**JOB:**
Below are the records. Reproduce exactly the lines from the one containing "[mark] bare branch" through the final line, and omit any pictures.

Data listing
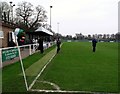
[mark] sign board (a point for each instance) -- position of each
(9, 54)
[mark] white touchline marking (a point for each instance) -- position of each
(53, 84)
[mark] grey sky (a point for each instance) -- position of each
(81, 16)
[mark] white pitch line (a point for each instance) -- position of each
(72, 92)
(41, 72)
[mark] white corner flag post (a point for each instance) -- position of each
(17, 31)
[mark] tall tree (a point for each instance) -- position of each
(4, 11)
(28, 17)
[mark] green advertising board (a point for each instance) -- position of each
(9, 54)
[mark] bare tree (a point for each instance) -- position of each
(30, 18)
(4, 11)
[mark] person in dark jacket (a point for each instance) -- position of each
(58, 45)
(94, 42)
(40, 47)
(11, 43)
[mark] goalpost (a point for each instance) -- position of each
(45, 60)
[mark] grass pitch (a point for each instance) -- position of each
(74, 68)
(77, 68)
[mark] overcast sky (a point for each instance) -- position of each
(80, 16)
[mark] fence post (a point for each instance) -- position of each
(0, 58)
(30, 49)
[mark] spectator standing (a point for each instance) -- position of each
(94, 42)
(58, 45)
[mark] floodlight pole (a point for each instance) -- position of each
(50, 18)
(11, 8)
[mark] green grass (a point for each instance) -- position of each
(12, 80)
(76, 67)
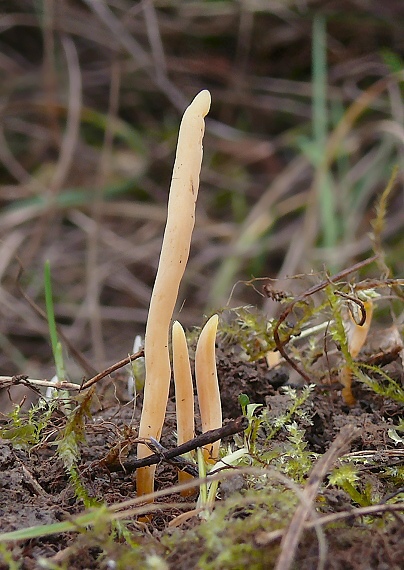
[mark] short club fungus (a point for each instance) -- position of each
(173, 259)
(356, 334)
(207, 385)
(184, 392)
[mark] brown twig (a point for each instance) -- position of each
(111, 369)
(280, 344)
(292, 536)
(231, 428)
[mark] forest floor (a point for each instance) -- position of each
(318, 470)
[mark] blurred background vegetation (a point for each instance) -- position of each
(305, 129)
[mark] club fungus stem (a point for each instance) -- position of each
(173, 259)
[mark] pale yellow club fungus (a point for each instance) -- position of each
(173, 259)
(207, 385)
(356, 334)
(184, 394)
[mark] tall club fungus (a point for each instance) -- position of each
(173, 259)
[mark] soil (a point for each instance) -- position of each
(35, 489)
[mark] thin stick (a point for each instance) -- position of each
(280, 344)
(292, 536)
(111, 369)
(231, 428)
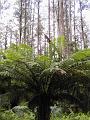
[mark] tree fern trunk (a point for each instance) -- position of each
(43, 112)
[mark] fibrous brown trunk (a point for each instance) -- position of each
(43, 112)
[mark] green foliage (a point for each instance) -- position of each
(81, 55)
(43, 61)
(72, 116)
(9, 115)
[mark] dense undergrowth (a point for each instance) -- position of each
(9, 115)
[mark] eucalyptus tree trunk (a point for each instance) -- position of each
(75, 26)
(25, 21)
(38, 28)
(20, 22)
(82, 27)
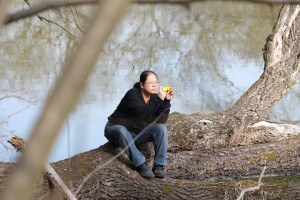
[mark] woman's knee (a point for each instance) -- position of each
(115, 132)
(162, 128)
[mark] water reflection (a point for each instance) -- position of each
(210, 54)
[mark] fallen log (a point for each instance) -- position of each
(52, 177)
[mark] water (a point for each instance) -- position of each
(210, 55)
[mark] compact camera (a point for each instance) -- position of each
(167, 89)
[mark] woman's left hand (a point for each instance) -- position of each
(169, 96)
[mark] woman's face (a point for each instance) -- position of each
(151, 84)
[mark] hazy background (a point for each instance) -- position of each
(210, 54)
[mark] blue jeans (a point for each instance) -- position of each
(157, 133)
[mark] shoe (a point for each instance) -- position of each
(144, 170)
(158, 171)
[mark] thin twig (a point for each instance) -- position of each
(55, 4)
(74, 17)
(49, 21)
(253, 188)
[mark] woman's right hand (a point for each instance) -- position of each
(161, 93)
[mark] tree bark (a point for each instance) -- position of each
(205, 158)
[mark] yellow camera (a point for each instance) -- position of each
(167, 89)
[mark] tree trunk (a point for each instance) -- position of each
(205, 159)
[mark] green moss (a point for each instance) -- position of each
(167, 190)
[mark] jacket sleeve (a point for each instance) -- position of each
(163, 111)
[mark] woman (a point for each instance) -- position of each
(139, 118)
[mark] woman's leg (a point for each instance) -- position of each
(158, 134)
(119, 135)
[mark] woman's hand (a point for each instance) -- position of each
(169, 95)
(161, 93)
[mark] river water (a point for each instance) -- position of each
(210, 53)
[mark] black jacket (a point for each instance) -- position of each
(133, 113)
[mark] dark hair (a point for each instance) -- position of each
(143, 77)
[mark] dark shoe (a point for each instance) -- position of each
(158, 171)
(144, 170)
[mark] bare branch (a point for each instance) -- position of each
(3, 4)
(55, 4)
(19, 144)
(253, 188)
(50, 21)
(74, 17)
(62, 101)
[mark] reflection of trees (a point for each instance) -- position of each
(195, 139)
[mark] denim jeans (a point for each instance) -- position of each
(156, 133)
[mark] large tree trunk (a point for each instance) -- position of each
(205, 159)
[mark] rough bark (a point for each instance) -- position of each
(205, 159)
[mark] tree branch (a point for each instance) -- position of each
(253, 188)
(55, 4)
(62, 101)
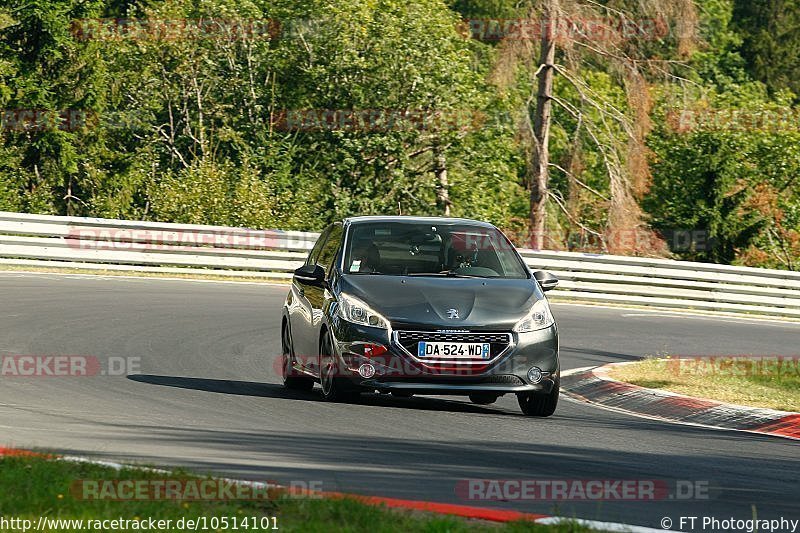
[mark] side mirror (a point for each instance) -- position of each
(546, 280)
(310, 275)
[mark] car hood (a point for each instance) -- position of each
(422, 301)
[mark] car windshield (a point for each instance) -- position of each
(431, 249)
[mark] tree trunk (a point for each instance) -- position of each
(541, 125)
(442, 184)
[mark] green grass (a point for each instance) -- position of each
(31, 487)
(738, 380)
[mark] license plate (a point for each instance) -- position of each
(454, 350)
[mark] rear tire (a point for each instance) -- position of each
(483, 398)
(334, 388)
(538, 404)
(292, 379)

**REPLY:**
[mark] bare branch (a point for each instance) -- position of each
(3, 4)
(55, 4)
(19, 144)
(253, 188)
(50, 21)
(74, 17)
(62, 101)
[mark] reflection of trees (a point for each instance) -- position of each
(195, 139)
[mark] denim jeans (a point for each instance) -- position of each
(156, 133)
[mark] large tree trunk (a point for each instance) -- position of each
(205, 159)
[mark] rough bark (a point for each instance) -- position of each
(205, 159)
[mark] tree branch (a point for each instance) -- position of each
(253, 188)
(55, 4)
(62, 101)
[mark] side mirror (a point for each instance) -- position of each
(546, 280)
(310, 275)
[mark] car hood (a point for each instance) -- position of each
(422, 301)
[mark] car windshield (a point for each instance) -- position of each
(431, 249)
[mark] tree trunk (a point for each instance) -- position of each
(541, 125)
(442, 184)
[mark] green grass (a point for each instance) -- position of each
(31, 487)
(738, 380)
[mark] license plate (a point for each instance) -- position of each
(454, 350)
[mark] rear tire (a point for each instance) -- position of each
(483, 398)
(334, 388)
(538, 404)
(292, 379)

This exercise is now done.